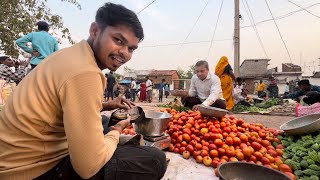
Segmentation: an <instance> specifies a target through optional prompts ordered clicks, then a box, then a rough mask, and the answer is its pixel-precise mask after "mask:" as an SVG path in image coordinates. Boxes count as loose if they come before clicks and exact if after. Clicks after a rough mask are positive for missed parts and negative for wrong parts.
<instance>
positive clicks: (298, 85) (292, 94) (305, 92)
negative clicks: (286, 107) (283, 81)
mask: <svg viewBox="0 0 320 180" xmlns="http://www.w3.org/2000/svg"><path fill="white" fill-rule="evenodd" d="M298 86H299V90H298V91H296V92H293V93H290V94H287V95H284V96H283V97H282V98H283V99H296V98H299V97H300V96H303V95H306V94H307V93H308V92H312V91H315V92H318V93H320V86H316V85H311V84H310V82H309V80H308V79H303V80H301V81H299V82H298Z"/></svg>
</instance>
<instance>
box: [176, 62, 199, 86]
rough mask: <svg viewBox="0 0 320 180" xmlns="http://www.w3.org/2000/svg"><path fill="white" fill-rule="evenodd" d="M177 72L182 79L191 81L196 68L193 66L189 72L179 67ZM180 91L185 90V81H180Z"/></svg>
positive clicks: (188, 69) (193, 65) (181, 78)
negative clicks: (190, 80)
mask: <svg viewBox="0 0 320 180" xmlns="http://www.w3.org/2000/svg"><path fill="white" fill-rule="evenodd" d="M177 71H178V74H179V75H180V77H181V79H191V78H192V76H193V75H194V74H195V66H194V65H191V66H190V67H189V69H188V70H183V69H181V68H179V67H178V70H177ZM179 89H183V81H180V83H179Z"/></svg>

□ □ □ □ □

» **BRIEF**
Work out how many lines of the records contain the word "rough". Give that number and nothing more.

» **RESPONSE TO THE EXERCISE**
2